*Énoncé 1*.
Répondez aux questions suivantes à partir de l'extrait sur la situation de Seonwoo.
(a) Quels deux facteurs en Corée du Sud ne suffisent pas à démontrer que l'intérêt supérieur de Seonwoo serait compromis ?
(b) Qu'est-ce qui manquera beaucoup à Seonwoo ?
(c) De qui Seonwoo continuera-t-il de recevoir l'amour et le soutien pendant sa réintégration en Corée du Sud ?
*Énoncé 2*.
Recopiez mot pour mot le passage de l'extrait sur la situation de Seonwoo qui commence par « J’estime que la preuve est » et se poursuit jusqu'à « linguistiques en Corée du Sud. ».

*Extrait de page*.

——————————

J’estime que la preuve est insuffisante pour démontrer que l’intérêt supérieur de Seonwoo serait compromis en raison de l’intimidation ou de la faiblesse de ses compétences linguistiques en Corée du Sud.

Je constate que Seonwoo est jeune et j’estime qu’un déménagement international lui causera certaines difficultés. Je sais que ses amis et son école au Canada lui manqueront beaucoup. Toutefois, je remarque qu’il continuera de recevoir l’amour et le soutien de ses parents pendant sa réintégration en Corée du Sud. J’estime que la preuve dont je dispose est insuffisante pour démontrer que les besoins fondamentaux de Seonwoo ne seront pas comblés à son départ du Canada. J’estime que les renseignements dont je dispose n’appuient pas la prétention selon laquelle l’intérêt supérieur de Seonwoo serait compromis si les demandeurs devaient présenter une demande de résidence permanente de l’extérieur du Canada.

——————————

*Entrées fournies*.
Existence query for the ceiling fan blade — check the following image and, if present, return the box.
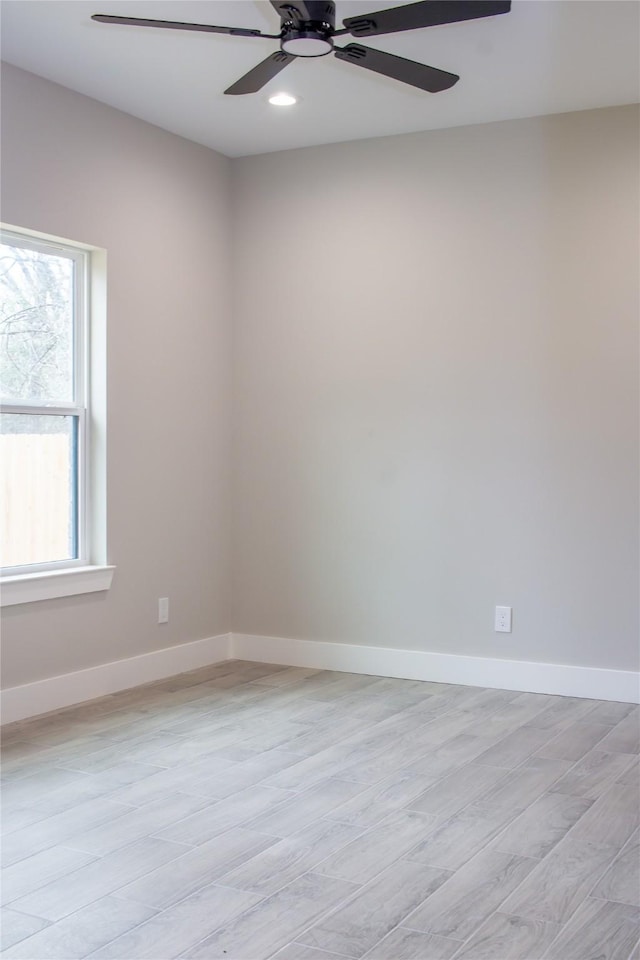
[333,43,460,93]
[91,13,280,40]
[343,0,511,37]
[225,50,295,95]
[271,0,314,23]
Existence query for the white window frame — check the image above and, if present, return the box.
[0,227,115,606]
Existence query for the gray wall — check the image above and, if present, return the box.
[2,67,639,687]
[2,67,231,687]
[232,107,639,669]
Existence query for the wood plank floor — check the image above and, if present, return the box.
[2,661,640,960]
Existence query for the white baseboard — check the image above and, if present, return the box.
[1,633,640,723]
[1,633,231,723]
[230,633,640,703]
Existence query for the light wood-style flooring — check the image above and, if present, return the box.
[2,661,640,960]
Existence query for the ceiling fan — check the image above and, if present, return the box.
[91,0,511,94]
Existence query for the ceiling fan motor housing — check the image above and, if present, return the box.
[280,0,336,57]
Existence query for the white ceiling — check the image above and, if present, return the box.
[1,0,640,157]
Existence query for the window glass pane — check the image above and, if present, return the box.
[0,413,78,567]
[0,243,75,402]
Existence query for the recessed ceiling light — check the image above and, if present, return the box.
[269,93,298,107]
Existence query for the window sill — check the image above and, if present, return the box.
[0,567,116,607]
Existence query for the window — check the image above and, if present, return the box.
[0,231,110,603]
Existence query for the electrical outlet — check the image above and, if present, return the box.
[493,607,511,633]
[158,597,169,623]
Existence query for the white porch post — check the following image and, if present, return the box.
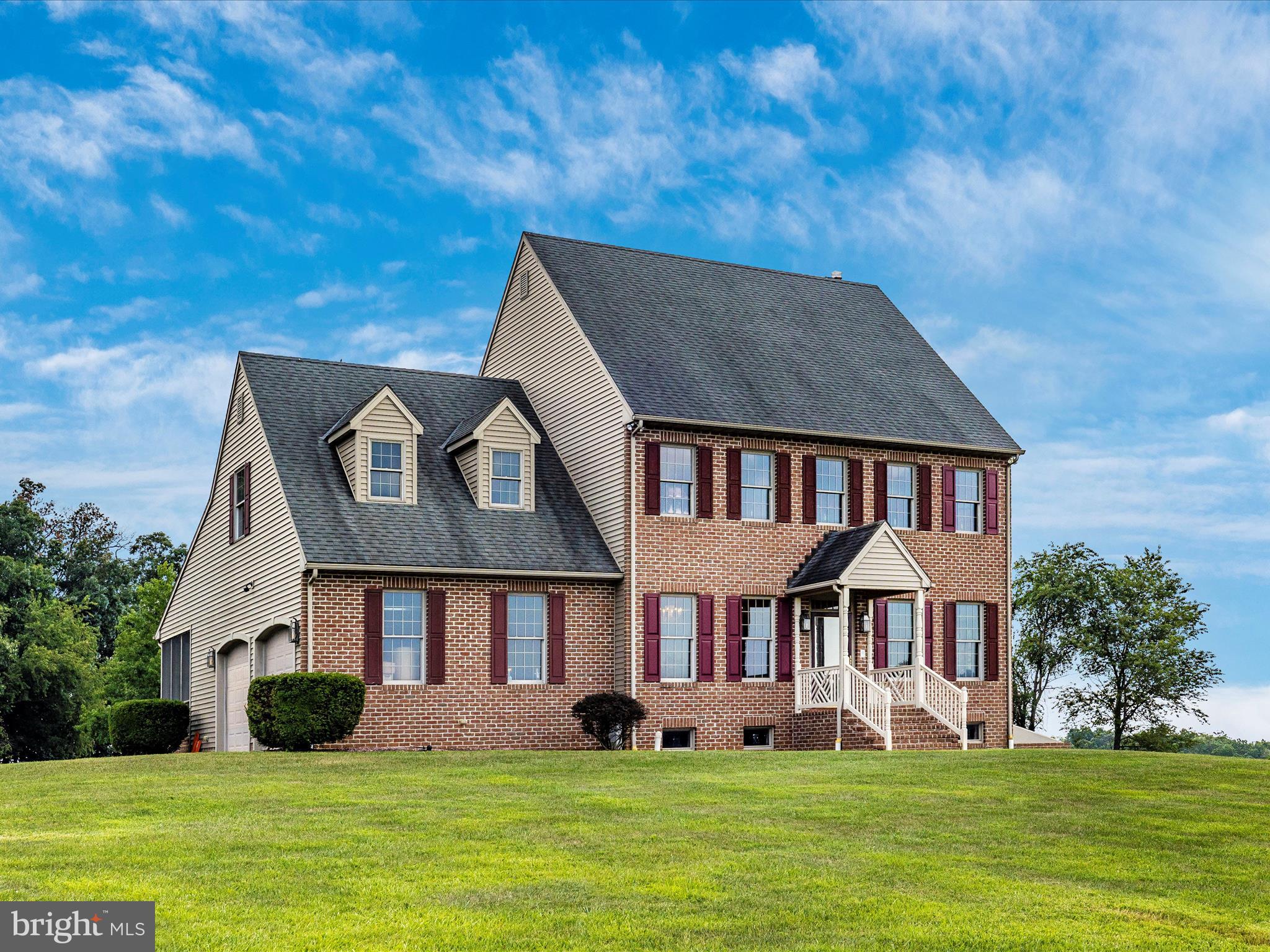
[913,586,926,707]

——————————

*Corrigé 1*.
(a) L'intimidation ou la faiblesse de ses compétences linguistiques.
(b) Ses amis et son école au Canada.
(c) De ses parents.

*Corrigé 2*.
J’estime que la preuve est insuffisante pour démontrer que l’intérêt supérieur de Seonwoo serait compromis en raison de l’intimidation ou de la faiblesse de ses compétences linguistiques en Corée du Sud.